▸ **Work required**
Here are some entries. Repeat all of them exactly.

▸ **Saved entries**
------------------------
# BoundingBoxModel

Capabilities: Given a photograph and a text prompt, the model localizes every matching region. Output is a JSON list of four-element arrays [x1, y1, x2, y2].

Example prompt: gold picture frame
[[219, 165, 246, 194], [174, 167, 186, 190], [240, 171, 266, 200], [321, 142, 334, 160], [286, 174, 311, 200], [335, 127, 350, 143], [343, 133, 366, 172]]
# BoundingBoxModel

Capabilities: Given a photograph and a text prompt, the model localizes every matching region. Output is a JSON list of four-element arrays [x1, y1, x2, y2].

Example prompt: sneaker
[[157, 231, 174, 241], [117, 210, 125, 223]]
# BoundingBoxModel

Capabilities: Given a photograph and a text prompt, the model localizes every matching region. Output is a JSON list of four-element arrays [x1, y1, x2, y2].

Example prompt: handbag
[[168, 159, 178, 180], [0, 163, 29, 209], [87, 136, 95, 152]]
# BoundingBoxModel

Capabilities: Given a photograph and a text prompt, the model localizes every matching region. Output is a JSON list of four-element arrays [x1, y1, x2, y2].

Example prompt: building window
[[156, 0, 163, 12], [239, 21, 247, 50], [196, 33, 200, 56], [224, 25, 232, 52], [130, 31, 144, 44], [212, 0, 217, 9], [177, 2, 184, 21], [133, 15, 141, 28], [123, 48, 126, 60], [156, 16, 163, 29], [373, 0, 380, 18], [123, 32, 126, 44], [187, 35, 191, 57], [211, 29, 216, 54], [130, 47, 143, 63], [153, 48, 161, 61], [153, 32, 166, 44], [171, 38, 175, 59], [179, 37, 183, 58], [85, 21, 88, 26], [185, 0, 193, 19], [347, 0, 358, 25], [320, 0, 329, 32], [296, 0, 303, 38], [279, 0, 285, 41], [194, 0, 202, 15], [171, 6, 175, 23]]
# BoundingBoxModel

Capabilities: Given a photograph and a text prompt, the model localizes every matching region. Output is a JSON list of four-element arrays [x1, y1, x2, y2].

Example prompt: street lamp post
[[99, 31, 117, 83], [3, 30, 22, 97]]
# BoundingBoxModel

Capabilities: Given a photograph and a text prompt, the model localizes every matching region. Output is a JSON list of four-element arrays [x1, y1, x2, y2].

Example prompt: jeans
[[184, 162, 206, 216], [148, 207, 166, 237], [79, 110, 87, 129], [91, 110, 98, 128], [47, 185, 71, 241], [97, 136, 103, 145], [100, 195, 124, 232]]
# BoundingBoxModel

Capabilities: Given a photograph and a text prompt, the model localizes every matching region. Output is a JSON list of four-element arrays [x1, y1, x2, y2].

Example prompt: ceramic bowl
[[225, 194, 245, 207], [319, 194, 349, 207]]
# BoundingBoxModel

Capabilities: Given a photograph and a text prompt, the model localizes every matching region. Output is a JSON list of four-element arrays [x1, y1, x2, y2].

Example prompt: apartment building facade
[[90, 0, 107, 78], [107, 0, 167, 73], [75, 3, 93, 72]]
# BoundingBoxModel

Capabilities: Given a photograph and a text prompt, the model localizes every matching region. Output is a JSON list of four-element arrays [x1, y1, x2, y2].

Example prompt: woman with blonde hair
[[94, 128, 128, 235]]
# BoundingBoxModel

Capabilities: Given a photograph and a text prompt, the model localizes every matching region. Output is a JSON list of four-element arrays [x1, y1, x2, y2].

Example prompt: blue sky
------------------------
▸ **Response**
# BoundingBoxModel

Capabilities: Given a photograph and a text prompt, the model localizes every matching region. Output is a JSON list of four-element arrays [x1, y1, x2, y2].

Example prompt: gold picture frame
[[219, 165, 246, 194], [174, 167, 186, 190], [240, 171, 266, 200], [321, 142, 334, 160], [286, 174, 311, 200], [335, 127, 350, 143], [343, 133, 366, 172]]
# BoundingBoxModel

Capabilities: Given a photograph and a text prompt, the model localizes every matching region. Output is a JSON list of four-element arrays [x1, y1, x2, y2].

Example prompt: sneaker
[[157, 231, 174, 241], [117, 210, 125, 223]]
# BoundingBoxModel

Capabilities: Given a photograph and a text prompt, the model localizes every matching region. Output is a JSON list of four-element arrays [x1, y1, x2, y2].

Example prompt: handbag
[[168, 159, 178, 180], [0, 163, 29, 209], [87, 136, 95, 152]]
# BoundingBoxModel

Capabilities: Given a photograph and a text prompt, the model localizes every matching region. Output is a JSON list of four-element arrays [x1, y1, x2, y2].

Example prompt: building window
[[156, 0, 163, 12], [239, 21, 247, 50], [196, 33, 200, 56], [224, 25, 232, 52], [130, 31, 144, 44], [212, 0, 217, 9], [177, 2, 184, 21], [133, 15, 141, 28], [123, 48, 126, 60], [156, 16, 163, 29], [373, 0, 380, 18], [123, 32, 126, 44], [187, 35, 191, 57], [211, 29, 216, 54], [130, 47, 143, 63], [153, 48, 161, 61], [153, 32, 166, 44], [171, 38, 175, 59], [179, 37, 183, 58], [85, 21, 88, 26], [185, 0, 193, 19], [347, 0, 358, 25], [320, 0, 329, 32], [296, 0, 303, 38], [279, 0, 285, 41], [194, 0, 202, 15], [171, 6, 175, 23]]
# BoundingBoxModel

Capabilities: Given a photograph and a text prompt, the model localizes every matching region. Output is a JSON list of four-element arrays [x1, y1, x2, y2].

Example prompt: street lamp post
[[99, 31, 117, 83], [3, 30, 22, 97]]
# BoundingBoxModel

Capabilities: Given a photograph and a text prompt, the model localizes every matching region. Output is a JSON list of four-element arrays [x1, y1, x2, y2].

Example prompt: jeans
[[184, 162, 206, 216], [148, 207, 166, 237], [79, 110, 87, 129], [91, 110, 98, 128], [47, 185, 71, 241], [97, 136, 103, 145], [100, 195, 124, 232]]
# BoundingBoxModel

Capabilities: Given a photograph and a text prompt, the model localizes every matching region. Output is a JSON list of four-element arrays [x1, y1, x2, y2].

Example prompt: ceramic bowl
[[225, 194, 245, 207], [319, 194, 349, 207]]
# BoundingBoxModel

Capabilities: Given a photograph and a text prompt, the model localizes every matching region. Output is a JSON list of four-element arrays [x1, y1, x2, y2].

Example prompt: apartment building facade
[[90, 0, 107, 78], [107, 0, 167, 73], [75, 3, 93, 72]]
# BoundingBoxModel

Capabilities: Given a photograph and a text prompt, the model localizes every matching region. Output is a JSON list of four-element arrays [x1, y1, x2, y2].

Example prompt: woman with blonde hair
[[94, 128, 128, 235]]
# BoundingBoxModel

Capabilities: Given a photograph and a text prompt, the model localizes every matching region. Output is a JSON list of four-element arrays [x1, y1, x2, y2].

Example prompt: blue sky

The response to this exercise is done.